(Region annotation items)
<<<<
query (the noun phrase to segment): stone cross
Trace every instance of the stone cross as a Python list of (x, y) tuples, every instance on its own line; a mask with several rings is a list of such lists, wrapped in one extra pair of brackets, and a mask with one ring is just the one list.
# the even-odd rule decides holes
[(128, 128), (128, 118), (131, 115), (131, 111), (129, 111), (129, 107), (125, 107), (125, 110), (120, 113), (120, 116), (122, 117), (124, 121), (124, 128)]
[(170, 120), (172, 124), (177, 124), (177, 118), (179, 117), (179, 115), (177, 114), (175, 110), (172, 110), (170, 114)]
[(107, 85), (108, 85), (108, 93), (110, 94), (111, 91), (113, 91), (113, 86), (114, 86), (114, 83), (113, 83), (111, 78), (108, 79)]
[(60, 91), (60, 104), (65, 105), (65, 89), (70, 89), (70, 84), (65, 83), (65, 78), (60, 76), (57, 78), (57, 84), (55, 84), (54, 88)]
>>>>
→ **Directive**:
Lay out the items above as a two-column CSV with the headers instruction and outlines, one row per item. Put the item text and its answer each in a single double-quoted field, with line breaks replaced by spaces.

→ **The result**:
instruction,outlines
"query (the noun phrase to segment): stone cross Trace every instance of the stone cross as a Python list of (x, y) tuples, every instance on its own line; a mask with several rings is a list of such lists, wrapped in one extra pair of brackets, and a mask with one ring is just the one list. # the even-odd rule decides holes","[(128, 128), (128, 118), (131, 115), (131, 111), (129, 111), (129, 107), (125, 107), (125, 110), (120, 113), (120, 116), (122, 117), (124, 121), (124, 128)] [(170, 120), (172, 124), (177, 124), (177, 118), (179, 117), (179, 115), (177, 114), (175, 110), (172, 110), (170, 114)] [(107, 85), (108, 85), (108, 93), (110, 94), (111, 91), (113, 91), (113, 86), (114, 86), (114, 83), (113, 83), (111, 78), (108, 79)] [(60, 91), (60, 104), (65, 105), (65, 89), (70, 89), (70, 84), (65, 83), (65, 78), (60, 76), (57, 78), (57, 84), (55, 84), (54, 88)]"